__Text provided__

Marty Smith, Horse with a Hat, Victoria University Press, 2014
Marty Smith’s debut collection, Horse with a Hat, is a gorgeous book. The lush and evocative collages by Bendan O’Brien draw you in close, in a way that is both haunting and intimate. His cover collage replicates the way a poem can lead you to a wider picture (the ocean and its lure of voyage) and the catching detail (the pattern on a shell, the way a horse holds its head in anticipation). Heavenly!
The book itself is equally captivating. Horse with a Hat revels in poetry as a way of tracking a life, of harnessing an anecdote. The poems delve into relationships, previous generations, magical moments, pockets of history and, while they exude warmth and joy, Marty is unafraid of darker things, earthier things (violence, the threat of violence, grease and oil, bad tempers, men at war).
Marty was raised on a remote hill country farm between Pahiatua and the ocean so ‘bands of wild horses moving like wind patterns’ is as familiar to her as putting ‘the bloody thing [the lamb] out of its misery.’ Having learnt to ride, read and love horses from an early age, the animal is lovingly tended in the poems. Early on, the autobiographical and poetic motif is set when the father teaches the daughter how to ride bareback (‘Dad’s horses’). The emotional ripples—of a young girl trying to hold on tight with knees or keep up with the distant dot of her father—are poignant. So too is the poem’s lyrical beginning:
darken out the sun
I am at their knees looking up
at the lode star of the stirrup
and my four-storey father.
Horses are a nostalgic and potent link back to the author’s past, but they also connect the reader to the exhilarating movement of the poems (as though you are riding them bareback, wind in your hair so to speak). Poems are both reined in (diligently crafted) and set free (open to intuitive turns).

Entries from a point annotation set:
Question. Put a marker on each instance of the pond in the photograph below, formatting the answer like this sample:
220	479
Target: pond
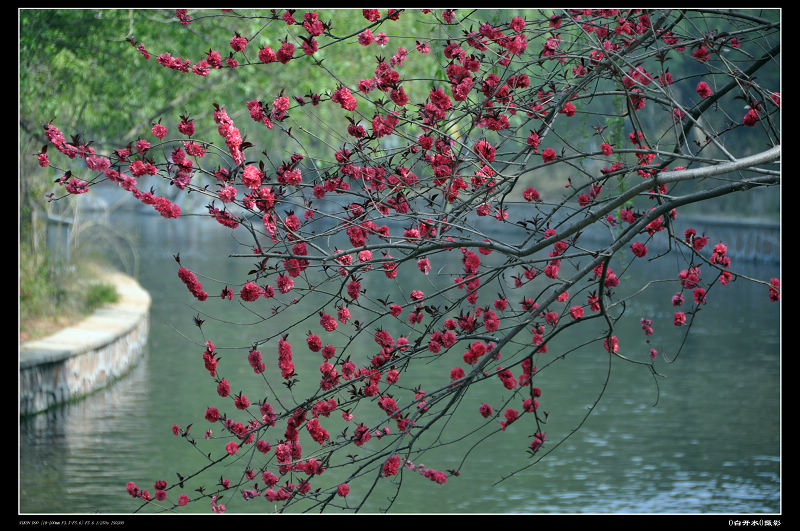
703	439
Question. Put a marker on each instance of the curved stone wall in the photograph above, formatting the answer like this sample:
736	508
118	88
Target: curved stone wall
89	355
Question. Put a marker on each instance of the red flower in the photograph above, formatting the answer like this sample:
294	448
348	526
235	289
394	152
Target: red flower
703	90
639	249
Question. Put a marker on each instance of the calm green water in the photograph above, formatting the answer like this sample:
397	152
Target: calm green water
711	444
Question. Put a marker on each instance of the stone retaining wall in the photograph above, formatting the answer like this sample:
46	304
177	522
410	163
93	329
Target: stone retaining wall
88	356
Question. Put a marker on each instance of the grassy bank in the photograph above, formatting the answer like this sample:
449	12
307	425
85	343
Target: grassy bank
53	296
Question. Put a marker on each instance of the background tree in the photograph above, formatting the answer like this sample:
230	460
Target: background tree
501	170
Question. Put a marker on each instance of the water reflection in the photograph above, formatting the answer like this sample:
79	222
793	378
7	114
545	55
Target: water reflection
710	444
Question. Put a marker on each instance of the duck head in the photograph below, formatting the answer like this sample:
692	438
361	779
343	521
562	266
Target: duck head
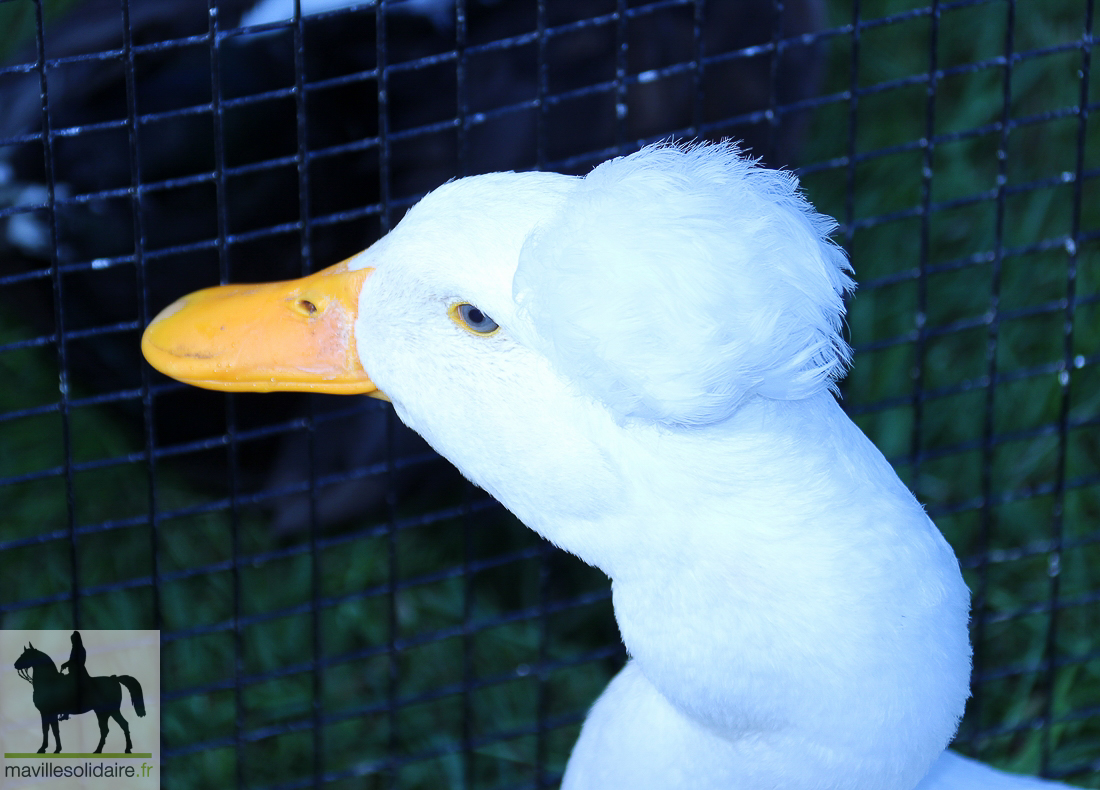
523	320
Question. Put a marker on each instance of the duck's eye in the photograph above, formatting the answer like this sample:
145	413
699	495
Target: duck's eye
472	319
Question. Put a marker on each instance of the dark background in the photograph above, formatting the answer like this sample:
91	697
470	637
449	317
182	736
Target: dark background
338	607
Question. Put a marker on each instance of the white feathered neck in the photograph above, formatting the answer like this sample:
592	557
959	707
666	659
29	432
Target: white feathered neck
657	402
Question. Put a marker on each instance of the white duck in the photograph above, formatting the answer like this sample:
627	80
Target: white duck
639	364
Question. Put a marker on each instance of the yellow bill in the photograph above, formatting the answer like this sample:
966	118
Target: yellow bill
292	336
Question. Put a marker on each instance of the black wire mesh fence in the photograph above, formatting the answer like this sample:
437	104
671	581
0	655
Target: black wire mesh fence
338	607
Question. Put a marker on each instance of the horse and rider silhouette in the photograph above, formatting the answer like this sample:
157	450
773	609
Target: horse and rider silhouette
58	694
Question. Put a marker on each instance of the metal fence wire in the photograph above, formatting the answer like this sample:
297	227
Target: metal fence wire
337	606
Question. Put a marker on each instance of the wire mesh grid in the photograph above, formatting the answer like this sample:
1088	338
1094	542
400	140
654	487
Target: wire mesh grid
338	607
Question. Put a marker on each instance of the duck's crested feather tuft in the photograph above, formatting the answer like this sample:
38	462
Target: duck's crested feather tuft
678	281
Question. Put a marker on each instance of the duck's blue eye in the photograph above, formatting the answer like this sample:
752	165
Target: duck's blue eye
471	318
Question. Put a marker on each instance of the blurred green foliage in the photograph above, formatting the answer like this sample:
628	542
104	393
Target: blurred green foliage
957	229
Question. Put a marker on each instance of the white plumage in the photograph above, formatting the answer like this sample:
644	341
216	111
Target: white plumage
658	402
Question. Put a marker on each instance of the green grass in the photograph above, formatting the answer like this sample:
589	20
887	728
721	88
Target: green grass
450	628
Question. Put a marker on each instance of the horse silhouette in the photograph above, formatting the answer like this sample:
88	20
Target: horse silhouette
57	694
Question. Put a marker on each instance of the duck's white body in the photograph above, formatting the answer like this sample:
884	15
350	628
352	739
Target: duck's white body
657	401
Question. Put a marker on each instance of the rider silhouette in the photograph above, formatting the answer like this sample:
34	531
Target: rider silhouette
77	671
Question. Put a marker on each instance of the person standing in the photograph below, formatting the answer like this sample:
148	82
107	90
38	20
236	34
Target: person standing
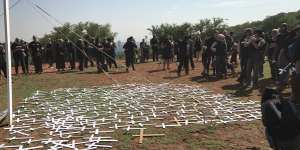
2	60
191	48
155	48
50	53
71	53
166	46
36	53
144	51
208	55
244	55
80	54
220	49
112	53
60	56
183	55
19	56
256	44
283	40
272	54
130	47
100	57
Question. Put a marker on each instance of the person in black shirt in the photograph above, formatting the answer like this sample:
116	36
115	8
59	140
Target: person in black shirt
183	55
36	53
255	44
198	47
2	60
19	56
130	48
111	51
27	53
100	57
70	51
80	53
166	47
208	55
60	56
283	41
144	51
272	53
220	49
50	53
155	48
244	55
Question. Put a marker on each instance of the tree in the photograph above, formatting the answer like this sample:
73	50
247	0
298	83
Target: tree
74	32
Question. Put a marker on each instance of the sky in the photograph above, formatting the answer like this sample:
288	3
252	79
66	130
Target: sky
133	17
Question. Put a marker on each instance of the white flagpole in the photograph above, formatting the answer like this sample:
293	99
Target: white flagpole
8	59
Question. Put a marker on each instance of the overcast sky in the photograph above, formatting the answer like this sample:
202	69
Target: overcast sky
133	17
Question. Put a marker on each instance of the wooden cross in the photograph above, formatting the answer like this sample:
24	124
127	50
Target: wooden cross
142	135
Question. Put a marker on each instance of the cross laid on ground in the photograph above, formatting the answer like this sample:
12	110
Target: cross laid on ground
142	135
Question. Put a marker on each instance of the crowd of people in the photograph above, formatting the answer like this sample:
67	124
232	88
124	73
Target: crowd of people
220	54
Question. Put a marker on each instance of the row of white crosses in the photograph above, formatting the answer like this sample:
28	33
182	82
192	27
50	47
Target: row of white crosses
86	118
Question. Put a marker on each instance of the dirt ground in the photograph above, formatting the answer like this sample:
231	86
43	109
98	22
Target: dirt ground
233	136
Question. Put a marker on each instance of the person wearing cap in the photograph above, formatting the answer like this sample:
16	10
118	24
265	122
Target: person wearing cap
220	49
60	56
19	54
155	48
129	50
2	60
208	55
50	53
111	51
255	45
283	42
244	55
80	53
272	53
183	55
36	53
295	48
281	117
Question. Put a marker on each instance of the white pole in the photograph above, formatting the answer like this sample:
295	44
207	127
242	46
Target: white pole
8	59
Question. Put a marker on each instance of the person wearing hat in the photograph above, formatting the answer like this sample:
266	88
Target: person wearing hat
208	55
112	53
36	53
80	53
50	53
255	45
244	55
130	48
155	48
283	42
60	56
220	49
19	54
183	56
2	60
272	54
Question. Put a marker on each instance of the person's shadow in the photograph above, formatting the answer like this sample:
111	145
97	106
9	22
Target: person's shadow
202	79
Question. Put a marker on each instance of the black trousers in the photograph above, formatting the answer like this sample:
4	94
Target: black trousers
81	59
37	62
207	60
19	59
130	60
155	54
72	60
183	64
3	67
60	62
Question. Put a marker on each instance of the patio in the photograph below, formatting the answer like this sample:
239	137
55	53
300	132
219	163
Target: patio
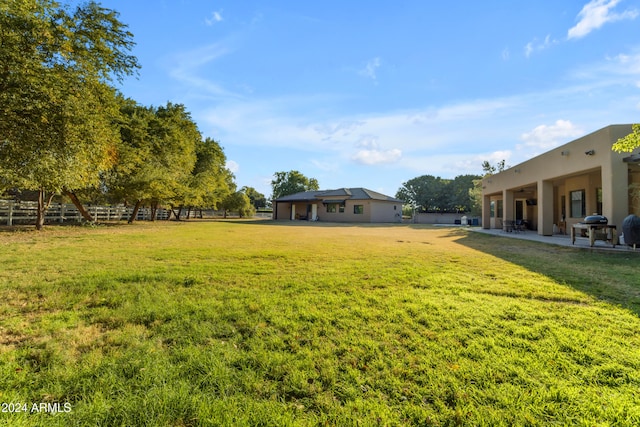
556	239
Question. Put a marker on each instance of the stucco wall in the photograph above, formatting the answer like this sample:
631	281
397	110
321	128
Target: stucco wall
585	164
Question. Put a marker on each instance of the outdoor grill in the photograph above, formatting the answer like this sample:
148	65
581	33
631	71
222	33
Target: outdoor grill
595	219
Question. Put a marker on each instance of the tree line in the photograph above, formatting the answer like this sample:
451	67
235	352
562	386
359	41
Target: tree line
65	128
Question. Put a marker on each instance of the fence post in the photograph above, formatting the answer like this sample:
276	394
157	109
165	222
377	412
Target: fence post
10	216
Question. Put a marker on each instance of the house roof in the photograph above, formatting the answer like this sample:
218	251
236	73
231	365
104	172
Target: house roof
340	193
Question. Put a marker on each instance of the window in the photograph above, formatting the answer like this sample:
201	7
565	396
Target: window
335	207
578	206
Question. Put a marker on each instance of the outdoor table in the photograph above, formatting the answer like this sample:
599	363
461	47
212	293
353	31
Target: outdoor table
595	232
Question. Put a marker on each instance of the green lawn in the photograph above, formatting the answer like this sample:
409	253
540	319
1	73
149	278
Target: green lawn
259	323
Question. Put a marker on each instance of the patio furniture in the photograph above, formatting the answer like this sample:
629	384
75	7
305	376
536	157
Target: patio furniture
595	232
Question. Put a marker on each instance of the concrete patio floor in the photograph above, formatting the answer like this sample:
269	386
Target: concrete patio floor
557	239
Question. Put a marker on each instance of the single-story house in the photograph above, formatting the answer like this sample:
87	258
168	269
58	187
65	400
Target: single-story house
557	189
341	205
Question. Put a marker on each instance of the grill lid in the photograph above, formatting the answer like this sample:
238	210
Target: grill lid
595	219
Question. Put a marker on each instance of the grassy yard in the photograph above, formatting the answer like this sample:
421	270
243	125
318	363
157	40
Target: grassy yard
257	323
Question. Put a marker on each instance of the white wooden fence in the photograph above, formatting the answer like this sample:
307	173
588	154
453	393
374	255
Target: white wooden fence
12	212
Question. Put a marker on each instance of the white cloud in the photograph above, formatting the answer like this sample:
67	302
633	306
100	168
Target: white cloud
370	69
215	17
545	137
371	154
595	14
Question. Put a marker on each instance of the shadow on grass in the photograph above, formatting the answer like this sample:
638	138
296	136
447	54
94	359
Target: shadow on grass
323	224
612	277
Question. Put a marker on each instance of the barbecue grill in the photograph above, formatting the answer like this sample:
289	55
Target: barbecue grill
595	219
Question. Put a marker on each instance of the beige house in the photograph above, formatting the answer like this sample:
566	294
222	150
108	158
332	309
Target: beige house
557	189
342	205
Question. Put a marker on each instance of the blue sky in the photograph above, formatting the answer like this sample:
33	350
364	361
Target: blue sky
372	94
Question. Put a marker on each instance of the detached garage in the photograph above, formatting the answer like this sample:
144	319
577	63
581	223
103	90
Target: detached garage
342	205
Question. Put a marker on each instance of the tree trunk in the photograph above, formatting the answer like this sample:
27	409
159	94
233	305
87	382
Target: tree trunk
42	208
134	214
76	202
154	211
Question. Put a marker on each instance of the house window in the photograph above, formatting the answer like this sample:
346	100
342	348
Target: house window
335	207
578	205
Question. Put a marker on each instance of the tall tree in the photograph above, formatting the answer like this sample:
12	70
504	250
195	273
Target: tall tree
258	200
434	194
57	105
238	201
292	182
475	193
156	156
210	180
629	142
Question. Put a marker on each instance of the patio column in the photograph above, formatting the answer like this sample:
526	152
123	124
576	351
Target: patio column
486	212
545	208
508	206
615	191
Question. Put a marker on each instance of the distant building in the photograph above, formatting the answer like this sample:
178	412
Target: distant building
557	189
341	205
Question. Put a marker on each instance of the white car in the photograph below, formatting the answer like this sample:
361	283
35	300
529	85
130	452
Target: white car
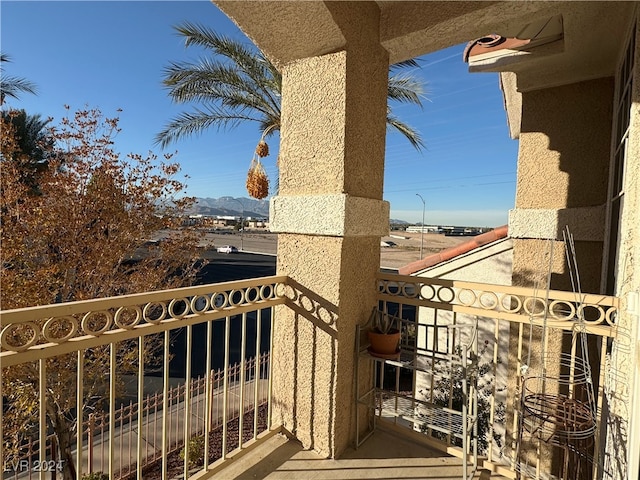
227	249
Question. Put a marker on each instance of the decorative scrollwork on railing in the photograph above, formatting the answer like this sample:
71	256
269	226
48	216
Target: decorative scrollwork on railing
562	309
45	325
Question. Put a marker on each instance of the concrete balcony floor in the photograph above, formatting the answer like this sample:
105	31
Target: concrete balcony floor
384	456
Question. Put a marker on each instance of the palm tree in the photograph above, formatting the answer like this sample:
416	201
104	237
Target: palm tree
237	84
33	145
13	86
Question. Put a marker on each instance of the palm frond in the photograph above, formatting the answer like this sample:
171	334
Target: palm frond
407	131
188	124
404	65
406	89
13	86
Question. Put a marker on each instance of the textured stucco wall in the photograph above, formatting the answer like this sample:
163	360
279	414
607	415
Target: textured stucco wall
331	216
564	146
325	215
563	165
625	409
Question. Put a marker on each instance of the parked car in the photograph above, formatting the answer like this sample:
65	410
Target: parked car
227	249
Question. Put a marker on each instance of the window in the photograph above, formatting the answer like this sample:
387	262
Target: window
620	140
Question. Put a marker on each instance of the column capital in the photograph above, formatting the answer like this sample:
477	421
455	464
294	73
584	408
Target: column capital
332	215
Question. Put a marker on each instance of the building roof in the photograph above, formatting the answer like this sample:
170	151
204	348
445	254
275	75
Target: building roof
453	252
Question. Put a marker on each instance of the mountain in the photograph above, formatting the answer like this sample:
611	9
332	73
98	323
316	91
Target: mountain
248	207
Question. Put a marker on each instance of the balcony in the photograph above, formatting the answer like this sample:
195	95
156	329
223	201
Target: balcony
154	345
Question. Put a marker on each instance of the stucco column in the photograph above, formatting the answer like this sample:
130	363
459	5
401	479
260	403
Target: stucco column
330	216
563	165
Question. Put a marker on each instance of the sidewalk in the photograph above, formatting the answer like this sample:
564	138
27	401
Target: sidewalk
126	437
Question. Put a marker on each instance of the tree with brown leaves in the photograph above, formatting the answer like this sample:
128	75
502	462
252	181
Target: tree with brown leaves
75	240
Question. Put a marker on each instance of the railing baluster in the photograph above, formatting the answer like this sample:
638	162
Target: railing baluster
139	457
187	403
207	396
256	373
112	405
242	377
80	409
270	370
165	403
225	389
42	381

__Task list__
**1)** According to the review, who made the collages in Horse with a Hat?
**2)** Filter the rows and copy out every line that contains the string "standing".
The review and the rows have no connection to each other.

__Answers per task__
**1)** Bendan O’Brien

**2)**
Question. Put a marker on each instance of the person standing in the photograph below, formatting the answer like this sample:
Target: person standing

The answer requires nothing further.